## TASK OBJECTIVE:
Where does the word "query" appear in the entries below? Copy each line that holds it.

## RECORDS FOR THE EXERCISE:

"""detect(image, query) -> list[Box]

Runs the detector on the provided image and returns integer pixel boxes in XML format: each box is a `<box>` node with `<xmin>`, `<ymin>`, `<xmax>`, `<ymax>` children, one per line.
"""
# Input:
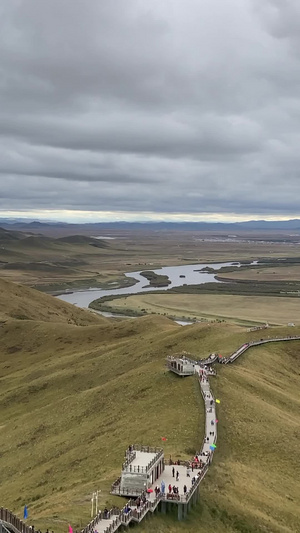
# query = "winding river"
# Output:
<box><xmin>57</xmin><ymin>261</ymin><xmax>245</xmax><ymax>309</ymax></box>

## RESULT OF THIS TASK:
"""detect(image, query) -> list[Box]
# query = "winding river"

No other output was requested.